# START OF Supplied passage
Early Choices and Challenges

There are benefits to beginning a sequel in terms of having an established environment, set of characters, style, and format. In my case, also an in-progress scenario: the unchangeable Y2K deadline. A solid foundation on which to expand an already clear direction.

However, choices made in an earlier novel can restrict creative freedom for what's to come. Such as the obligation to resolve loopholes while avoiding introducing new ones or creating retroactive issues. A lesser concern, but still a concern, is the possibility of becoming bored by an extensive project. Not to the point of wanting to stop, but a fear any feeling of plodding through will be reflected in the end result.

I did contemplate continuing with just the Y2K theme and starting afresh, with a new style and set of characters. But once notes began accumulating beyond the first book, I committed to taking this particular story through to the beginning of the 2000s. That also justified (at least to me) keeping the first novel open-ended, without a compulsion to wrap everything up, thus making its title also describe its function in the series.

Now comes the time to corral the countless sporadic, repetitive, unsorted, and contradictory ideas into a story that integrates with the prior one, but can also be enjoyed standalone.

A particular challenge lies in how the events in Kickoff occurred in just eleven days; whereas the second novel will span eighteen months. Much of the writing of Kickoff came about by going with the flow and a short timeframe kept it from becoming unwieldy. An extended timeline demands more planning before getting too far along.

Critical Path Outline

As I've done for most of my novels, I've created a spreadsheet to capture high level notes. It has one column for each month, potentially each a chapter, with tentative plot notes to incorporate. The bottom is simply a calendar with a cell for each day, and with weekends and special days or milestones highlighted in some way. Its purpose is referential and not every cell needs to be filled; in fact, most will remain empty. It's intentionally blurred right now because it's still in a state of flux. More will be revealed over time.
# END OF Supplied passage
# START OF Supplied records
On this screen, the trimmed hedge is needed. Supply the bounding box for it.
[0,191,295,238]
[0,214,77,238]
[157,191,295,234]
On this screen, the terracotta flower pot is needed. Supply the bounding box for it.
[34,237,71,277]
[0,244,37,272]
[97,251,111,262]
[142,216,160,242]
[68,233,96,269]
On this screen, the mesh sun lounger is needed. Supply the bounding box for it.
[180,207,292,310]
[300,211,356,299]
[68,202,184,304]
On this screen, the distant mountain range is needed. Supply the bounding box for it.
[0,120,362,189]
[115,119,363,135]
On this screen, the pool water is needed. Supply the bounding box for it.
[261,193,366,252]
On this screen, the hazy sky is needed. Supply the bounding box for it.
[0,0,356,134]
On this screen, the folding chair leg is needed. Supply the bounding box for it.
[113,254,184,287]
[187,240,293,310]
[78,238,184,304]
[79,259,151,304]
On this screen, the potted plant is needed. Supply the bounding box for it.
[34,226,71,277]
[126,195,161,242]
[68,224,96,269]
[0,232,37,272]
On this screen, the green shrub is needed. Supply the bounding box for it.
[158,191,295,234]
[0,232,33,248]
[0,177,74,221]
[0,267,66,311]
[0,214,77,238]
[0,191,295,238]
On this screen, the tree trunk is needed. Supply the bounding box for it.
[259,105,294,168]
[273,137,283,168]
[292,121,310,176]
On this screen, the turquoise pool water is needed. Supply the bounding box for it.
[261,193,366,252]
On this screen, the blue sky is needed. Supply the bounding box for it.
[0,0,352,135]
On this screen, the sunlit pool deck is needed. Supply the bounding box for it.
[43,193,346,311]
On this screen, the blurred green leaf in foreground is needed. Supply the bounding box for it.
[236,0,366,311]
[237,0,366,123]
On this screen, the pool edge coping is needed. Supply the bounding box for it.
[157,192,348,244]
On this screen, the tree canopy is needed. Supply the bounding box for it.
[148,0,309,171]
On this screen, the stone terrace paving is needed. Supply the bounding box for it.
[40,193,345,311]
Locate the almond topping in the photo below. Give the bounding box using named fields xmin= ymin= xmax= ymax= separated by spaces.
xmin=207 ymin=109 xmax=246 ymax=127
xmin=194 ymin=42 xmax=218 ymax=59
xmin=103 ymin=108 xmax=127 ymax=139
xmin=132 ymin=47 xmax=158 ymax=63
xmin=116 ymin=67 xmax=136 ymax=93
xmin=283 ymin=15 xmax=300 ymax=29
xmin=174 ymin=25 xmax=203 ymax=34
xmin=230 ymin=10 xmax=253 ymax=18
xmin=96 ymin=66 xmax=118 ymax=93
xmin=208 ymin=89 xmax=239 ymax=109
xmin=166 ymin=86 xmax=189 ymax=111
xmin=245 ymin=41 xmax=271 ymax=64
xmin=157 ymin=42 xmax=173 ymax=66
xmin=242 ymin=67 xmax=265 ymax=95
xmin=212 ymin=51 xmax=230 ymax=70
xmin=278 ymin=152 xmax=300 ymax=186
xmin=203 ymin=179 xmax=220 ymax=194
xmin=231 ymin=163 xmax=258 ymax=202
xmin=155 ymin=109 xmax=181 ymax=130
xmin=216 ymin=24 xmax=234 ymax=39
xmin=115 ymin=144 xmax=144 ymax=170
# END OF Supplied records
What needs to be done:
Transcribe the whole passage above about planning a sequel novel, word for word.

Task output:
Early Choices and Challenges

There are benefits to beginning a sequel in terms of having an established environment, set of characters, style, and format. In my case, also an in-progress scenario: the unchangeable Y2K deadline. A solid foundation on which to expand an already clear direction.

However, choices made in an earlier novel can restrict creative freedom for what's to come. Such as the obligation to resolve loopholes while avoiding introducing new ones or creating retroactive issues. A lesser concern, but still a concern, is the possibility of becoming bored by an extensive project. Not to the point of wanting to stop, but a fear any feeling of plodding through will be reflected in the end result.

I did contemplate continuing with just the Y2K theme and starting afresh, with a new style and set of characters. But once notes began accumulating beyond the first book, I committed to taking this particular story through to the beginning of the 2000s. That also justified (at least to me) keeping the first novel open-ended, without a compulsion to wrap everything up, thus making its title also describe its function in the series.

Now comes the time to corral the countless sporadic, repetitive, unsorted, and contradictory ideas into a story that integrates with the prior one, but can also be enjoyed standalone.

A particular challenge lies in how the events in Kickoff occurred in just eleven days; whereas the second novel will span eighteen months. Much of the writing of Kickoff came about by going with the flow and a short timeframe kept it from becoming unwieldy. An extended timeline demands more planning before getting too far along.

Critical Path Outline

As I've done for most of my novels, I've created a spreadsheet to capture high level notes. It has one column for each month, potentially each a chapter, with tentative plot notes to incorporate. The bottom is simply a calendar with a cell for each day, and with weekends and special days or milestones highlighted in some way. Its purpose is referential and not every cell needs to be filled; in fact, most will remain empty. It's intentionally blurred right now because it's still in a state of flux. More will be revealed over time.